Start of Block

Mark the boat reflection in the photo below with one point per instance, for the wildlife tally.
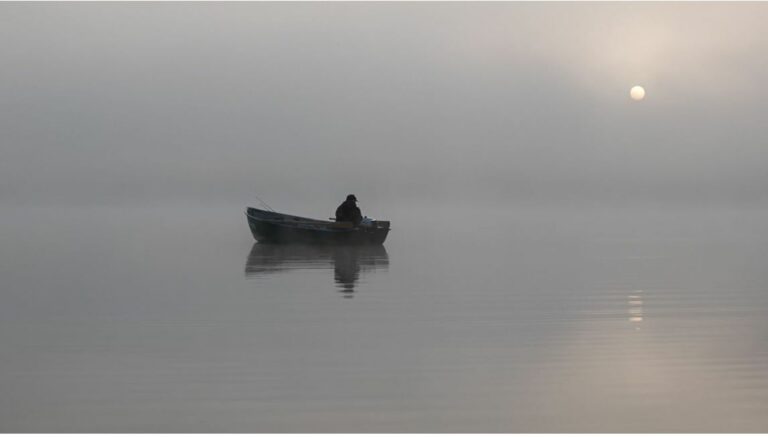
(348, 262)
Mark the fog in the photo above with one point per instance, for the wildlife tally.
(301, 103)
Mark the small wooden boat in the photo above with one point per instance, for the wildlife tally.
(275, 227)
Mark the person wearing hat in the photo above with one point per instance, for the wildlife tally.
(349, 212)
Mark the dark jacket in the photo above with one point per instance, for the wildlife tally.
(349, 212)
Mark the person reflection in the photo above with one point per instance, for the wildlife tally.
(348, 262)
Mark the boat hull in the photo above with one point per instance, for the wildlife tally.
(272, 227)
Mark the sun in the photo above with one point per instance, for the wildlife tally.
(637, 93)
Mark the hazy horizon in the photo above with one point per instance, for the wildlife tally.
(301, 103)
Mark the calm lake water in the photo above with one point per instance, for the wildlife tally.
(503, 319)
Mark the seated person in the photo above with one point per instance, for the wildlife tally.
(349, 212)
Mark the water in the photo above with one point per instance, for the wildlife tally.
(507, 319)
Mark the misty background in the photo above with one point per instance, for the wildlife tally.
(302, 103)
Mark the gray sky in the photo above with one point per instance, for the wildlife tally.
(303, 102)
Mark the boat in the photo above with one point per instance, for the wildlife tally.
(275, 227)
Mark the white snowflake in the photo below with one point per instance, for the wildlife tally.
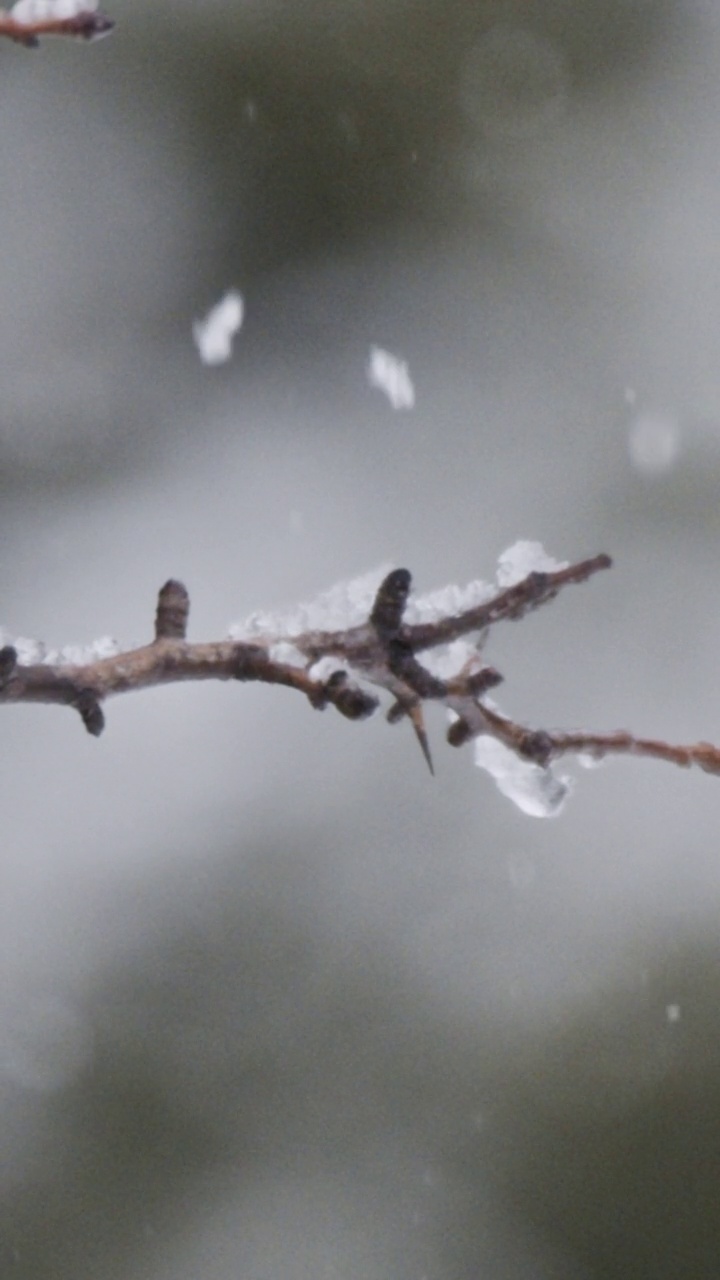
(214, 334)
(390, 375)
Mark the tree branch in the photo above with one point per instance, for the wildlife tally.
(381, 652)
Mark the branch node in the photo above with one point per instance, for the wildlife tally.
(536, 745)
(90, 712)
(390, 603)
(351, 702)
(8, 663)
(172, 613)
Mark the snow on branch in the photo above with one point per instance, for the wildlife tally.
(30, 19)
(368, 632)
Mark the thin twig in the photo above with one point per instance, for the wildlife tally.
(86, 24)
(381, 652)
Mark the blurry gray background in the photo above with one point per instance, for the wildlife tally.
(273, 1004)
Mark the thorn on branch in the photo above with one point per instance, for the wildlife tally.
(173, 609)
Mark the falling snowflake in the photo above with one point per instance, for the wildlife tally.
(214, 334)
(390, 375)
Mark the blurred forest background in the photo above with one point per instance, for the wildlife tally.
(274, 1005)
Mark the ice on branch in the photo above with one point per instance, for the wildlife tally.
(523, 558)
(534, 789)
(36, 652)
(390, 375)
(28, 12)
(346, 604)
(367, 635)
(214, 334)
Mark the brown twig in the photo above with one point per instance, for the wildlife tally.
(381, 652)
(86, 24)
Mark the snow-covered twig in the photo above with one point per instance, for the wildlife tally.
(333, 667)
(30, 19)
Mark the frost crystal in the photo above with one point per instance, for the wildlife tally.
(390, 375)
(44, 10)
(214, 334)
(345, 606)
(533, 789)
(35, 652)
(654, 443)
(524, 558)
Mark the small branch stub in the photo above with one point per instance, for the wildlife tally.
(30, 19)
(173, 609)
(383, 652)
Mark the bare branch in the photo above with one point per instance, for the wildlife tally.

End of Block
Start of Block

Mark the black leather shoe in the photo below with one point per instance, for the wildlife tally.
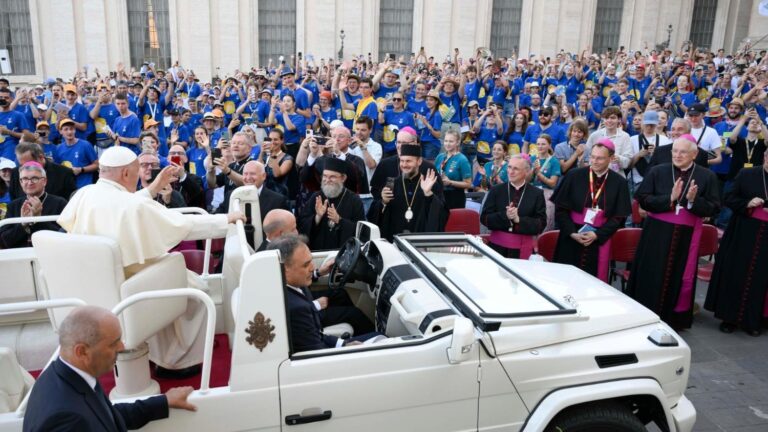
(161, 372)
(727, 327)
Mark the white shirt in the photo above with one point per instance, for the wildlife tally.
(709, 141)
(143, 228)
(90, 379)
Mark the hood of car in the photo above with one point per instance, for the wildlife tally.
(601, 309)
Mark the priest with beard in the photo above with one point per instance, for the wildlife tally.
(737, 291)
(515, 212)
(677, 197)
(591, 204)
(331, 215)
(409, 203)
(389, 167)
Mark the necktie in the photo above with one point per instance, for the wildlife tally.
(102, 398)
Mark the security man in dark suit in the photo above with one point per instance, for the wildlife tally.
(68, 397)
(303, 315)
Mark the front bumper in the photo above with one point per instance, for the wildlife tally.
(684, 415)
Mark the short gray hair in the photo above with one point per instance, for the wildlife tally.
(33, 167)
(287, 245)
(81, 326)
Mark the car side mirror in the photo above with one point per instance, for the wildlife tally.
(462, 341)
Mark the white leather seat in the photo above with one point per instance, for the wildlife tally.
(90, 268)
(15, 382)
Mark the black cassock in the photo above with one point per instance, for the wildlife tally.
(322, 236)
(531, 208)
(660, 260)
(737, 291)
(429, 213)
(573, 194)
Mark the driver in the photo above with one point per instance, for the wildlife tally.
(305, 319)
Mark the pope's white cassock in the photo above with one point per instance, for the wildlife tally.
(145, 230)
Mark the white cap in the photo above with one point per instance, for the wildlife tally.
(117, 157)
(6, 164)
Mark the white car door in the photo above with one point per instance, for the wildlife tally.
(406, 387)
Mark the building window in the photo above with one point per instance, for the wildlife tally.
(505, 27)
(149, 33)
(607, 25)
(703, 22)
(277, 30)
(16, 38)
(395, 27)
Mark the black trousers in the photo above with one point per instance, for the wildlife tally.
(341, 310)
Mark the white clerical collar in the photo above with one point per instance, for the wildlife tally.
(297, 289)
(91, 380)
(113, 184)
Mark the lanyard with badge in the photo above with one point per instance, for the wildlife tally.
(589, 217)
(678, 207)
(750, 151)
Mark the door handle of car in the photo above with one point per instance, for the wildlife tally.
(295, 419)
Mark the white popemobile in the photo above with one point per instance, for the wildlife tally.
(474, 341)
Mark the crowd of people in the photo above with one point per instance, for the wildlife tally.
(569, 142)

End of Block

From the listing above, restate verbatim the lines running from the one with "Mark the boat in" through the one with "Mark the bare", inclusive, but not the pictures.

Completed task:
Mark the boat in the photo above with one point per instance, for the wildlife tally.
(275, 227)
Mark the white snowflake in the photo below with one point per instance, for the wildlife tally.
(214, 334)
(390, 375)
Mark the tree branch in the photo above with one point per instance, for the wildlife tally.
(381, 652)
Mark the branch node in the photo above with one point per instance, for the wildlife tally.
(536, 745)
(90, 712)
(390, 603)
(351, 702)
(8, 663)
(172, 613)
Mark the snow on branch in the photo above with one point per instance, for the wildlife tally.
(30, 19)
(368, 632)
Mark the thin twig in the photo above with one point per instance, for the wildlife tally.
(86, 24)
(381, 652)
Mark the blurry gray background in the photo above with one point per instance, for the wildlife tally.
(273, 1004)
Mark the thorn on branch in the photo above with one point per instance, for the wildlife tally.
(173, 609)
Mark the falling snowflake in the photo above with one point per instance, for the wildlife tally.
(214, 334)
(390, 375)
Mark the blurred forest background in the photo above with one point per instance, for the wildlife tally.
(274, 1005)
Mark the ice on branch in the photo above with one point per instance, for the wildlife tally.
(523, 558)
(534, 789)
(36, 652)
(390, 375)
(28, 12)
(346, 604)
(367, 635)
(214, 334)
Mark the brown twig in the photo above with one point per instance, for the wildlife tally.
(381, 652)
(86, 24)
Mark the snow-covered twig in the photo above with one point per instance, for the wildlife tally.
(333, 667)
(30, 19)
Mark the frost crystal in the photo above with one point per instance, for the wildlife tally.
(390, 375)
(44, 10)
(214, 334)
(345, 606)
(533, 789)
(35, 652)
(654, 443)
(524, 558)
Mark the small branch stub in the photo above with one point per instance, for the wildlife tally.
(30, 19)
(173, 609)
(383, 652)
Mark the bare branch in the photo above with one point per instance, for the wildlife tally.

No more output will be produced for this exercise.